Rows from a pointing dataset
┌────────

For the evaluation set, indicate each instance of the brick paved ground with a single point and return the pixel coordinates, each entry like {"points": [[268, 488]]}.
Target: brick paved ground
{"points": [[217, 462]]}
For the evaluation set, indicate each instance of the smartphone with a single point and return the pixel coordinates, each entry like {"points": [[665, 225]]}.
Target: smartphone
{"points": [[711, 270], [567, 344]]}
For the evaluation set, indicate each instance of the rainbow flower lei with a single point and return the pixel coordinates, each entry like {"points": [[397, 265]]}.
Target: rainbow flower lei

└────────
┌────────

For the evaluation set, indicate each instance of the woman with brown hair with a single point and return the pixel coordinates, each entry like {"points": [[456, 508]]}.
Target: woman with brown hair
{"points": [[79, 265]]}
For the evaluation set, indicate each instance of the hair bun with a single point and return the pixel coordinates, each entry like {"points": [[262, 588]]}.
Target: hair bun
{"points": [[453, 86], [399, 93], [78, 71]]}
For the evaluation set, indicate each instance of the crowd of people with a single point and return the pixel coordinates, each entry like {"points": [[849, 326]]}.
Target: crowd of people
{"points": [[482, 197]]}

└────────

Goal
Can you swap "smartphone" for "mobile phone" in the records from the line with "For the evaluation set, indicate each instance of the brick" up to and including the line with "Target: rainbow flower lei", and give back only those lines with nothing else changed?

Reply
For the evaluation set, indicate each instance of the brick paved ground with a single point and return the pixel coordinates, each entry like {"points": [[268, 488]]}.
Target: brick paved ground
{"points": [[217, 462]]}
For the evaluation set, indicate each instance of the mobile phone with a single point and return the pixel coordinates, each entry like {"points": [[665, 225]]}.
Target: mobile phone
{"points": [[711, 270], [567, 344]]}
For the evaluation set, indicate each instance of the rainbow flower lei with a single point and return the pixel coordinates, each entry like {"points": [[397, 265]]}.
Target: rainbow flower lei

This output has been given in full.